◆ WHAT TO DO
[1] In the stock futures report, which cost had its largest increase in nearly five years?
[2] Does each statement below agree with the stock futures report? Answer yes or no for each and quote the deciding words from the report.
(a) Economists surveyed by Briefing.com expected the overall October reading on retail prices to be unchanged.
(b) On Tuesday, the core PPI showed an unexpected rise in prices outside of food and energy.
(c) The January contract for Brent crude fell 16 cents.

==== SELECTED EXTRACT

November 16, 2005: 8:45 AM EST

NEW YORK (CNN/Money) - Stocks futures turned slightly higher Wednesday morning after an unexpected rise in consumer prices.

At 8:30 a.m. ET, U.S. stock futures were mixed, although a comparison to fair value indicated a flat to slightly higher opening for stocks.

Consumer prices unexpectedly rose 0.2 percent in October despite a dip in energy prices as the cost of housing notched the largest increase in nearly five years, according to a government report.

Excluding food and energy costs, prices increased 0.2 percent, the Labor Department said.

Economists surveyed by Briefing.com had forecast that the overall reading on retail prices will come in unchanged for October following a 1.2 percent jump in September due to soaring energy costs. But the closely watched core CPI, which excludes food and energy prices, was seen rising 0.2 percent after a 0.1 percent increase in September.

On Tuesday, the overall Producer Price Index, which measures prices at the wholesale level, came in well above forecasts, while the core PPI showed an unexpected fall in prices outside of food and energy.

Oil prices were slightly lower and below the $57 benchmark in early trading Wednesday, ahead of the inventory report that is expected to show increased supplies in the face of continued unseasonably warm weather in the Northeast.

The December light crude futures contract for NYMEX lost 16 cents to $56.82 a barrel in electronic trading, while the January contract for Brent crude fell 21 cents to $54.97.

========
==== RAW DATA

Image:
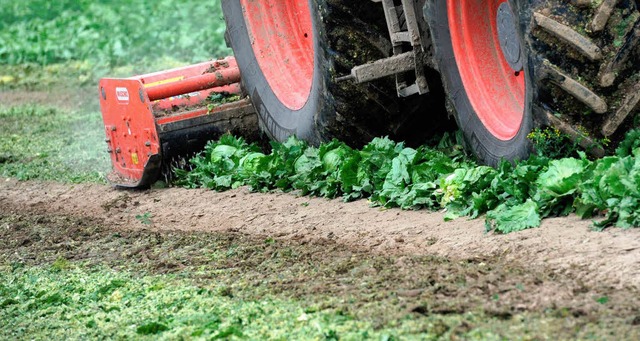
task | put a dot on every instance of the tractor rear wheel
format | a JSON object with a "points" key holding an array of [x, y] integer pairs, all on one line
{"points": [[291, 52], [509, 66]]}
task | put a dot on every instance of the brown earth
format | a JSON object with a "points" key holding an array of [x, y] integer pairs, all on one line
{"points": [[565, 246]]}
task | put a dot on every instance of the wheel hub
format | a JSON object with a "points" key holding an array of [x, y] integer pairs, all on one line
{"points": [[508, 35], [488, 53]]}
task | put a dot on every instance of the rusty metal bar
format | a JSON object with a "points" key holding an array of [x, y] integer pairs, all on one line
{"points": [[214, 79]]}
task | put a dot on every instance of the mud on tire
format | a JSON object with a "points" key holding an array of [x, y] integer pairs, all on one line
{"points": [[346, 34], [586, 65]]}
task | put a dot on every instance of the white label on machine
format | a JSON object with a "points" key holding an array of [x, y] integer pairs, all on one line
{"points": [[122, 94]]}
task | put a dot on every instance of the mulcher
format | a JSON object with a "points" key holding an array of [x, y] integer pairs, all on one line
{"points": [[354, 70]]}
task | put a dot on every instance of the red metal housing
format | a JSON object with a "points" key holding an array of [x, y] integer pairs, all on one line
{"points": [[138, 111]]}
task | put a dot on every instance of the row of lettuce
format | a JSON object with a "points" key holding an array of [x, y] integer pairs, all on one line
{"points": [[389, 174]]}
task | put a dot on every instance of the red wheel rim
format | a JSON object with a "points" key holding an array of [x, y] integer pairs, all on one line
{"points": [[281, 34], [495, 90]]}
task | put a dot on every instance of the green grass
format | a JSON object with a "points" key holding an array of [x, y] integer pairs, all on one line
{"points": [[112, 33], [47, 143], [77, 42]]}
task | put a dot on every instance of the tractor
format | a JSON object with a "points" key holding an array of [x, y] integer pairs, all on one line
{"points": [[354, 70]]}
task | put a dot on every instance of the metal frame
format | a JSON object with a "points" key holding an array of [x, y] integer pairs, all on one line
{"points": [[402, 61]]}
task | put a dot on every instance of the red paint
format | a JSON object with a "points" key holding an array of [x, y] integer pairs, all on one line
{"points": [[129, 113], [201, 112], [281, 34], [495, 91]]}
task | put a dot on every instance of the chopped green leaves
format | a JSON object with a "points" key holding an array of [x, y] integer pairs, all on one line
{"points": [[513, 197]]}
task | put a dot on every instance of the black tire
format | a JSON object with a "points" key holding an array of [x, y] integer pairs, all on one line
{"points": [[488, 149], [346, 34], [581, 78], [586, 64]]}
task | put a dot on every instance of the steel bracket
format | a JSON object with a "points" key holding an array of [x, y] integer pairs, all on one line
{"points": [[402, 61]]}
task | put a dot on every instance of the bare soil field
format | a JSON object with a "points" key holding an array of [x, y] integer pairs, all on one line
{"points": [[386, 262], [563, 245]]}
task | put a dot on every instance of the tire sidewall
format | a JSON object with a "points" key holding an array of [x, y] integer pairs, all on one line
{"points": [[489, 149], [277, 120]]}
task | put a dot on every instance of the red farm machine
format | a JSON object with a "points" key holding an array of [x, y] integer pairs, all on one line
{"points": [[357, 69]]}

========

◆ ANSWERS TO THE EXERCISES
[1] The cost of housing.

[2]
(a) Yes: "had forecast that the overall reading on retail prices will come in unchanged for October"
(b) No: "the core PPI showed an unexpected fall in prices outside of food and energy"
(c) No: "the January contract for Brent crude fell 21 cents to $54.97"